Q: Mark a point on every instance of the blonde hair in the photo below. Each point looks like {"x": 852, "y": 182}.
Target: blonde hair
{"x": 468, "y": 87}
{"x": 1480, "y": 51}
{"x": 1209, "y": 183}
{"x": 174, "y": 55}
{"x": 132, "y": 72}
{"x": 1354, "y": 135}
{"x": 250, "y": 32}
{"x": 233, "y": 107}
════
**INSTRUCTIONS TO FOLLOW**.
Please copy every line of the records again, requests included, shifting each answer point by adding 120 to both its x and y coordinates. Leave the sample point inside each request as it is.

**THE REPLY**.
Q: Mark a point on every instance of the blonde hair in the photo below. Each point looks like {"x": 852, "y": 182}.
Target: blonde hair
{"x": 588, "y": 207}
{"x": 1600, "y": 171}
{"x": 1329, "y": 303}
{"x": 294, "y": 175}
{"x": 252, "y": 192}
{"x": 1474, "y": 255}
{"x": 370, "y": 152}
{"x": 353, "y": 227}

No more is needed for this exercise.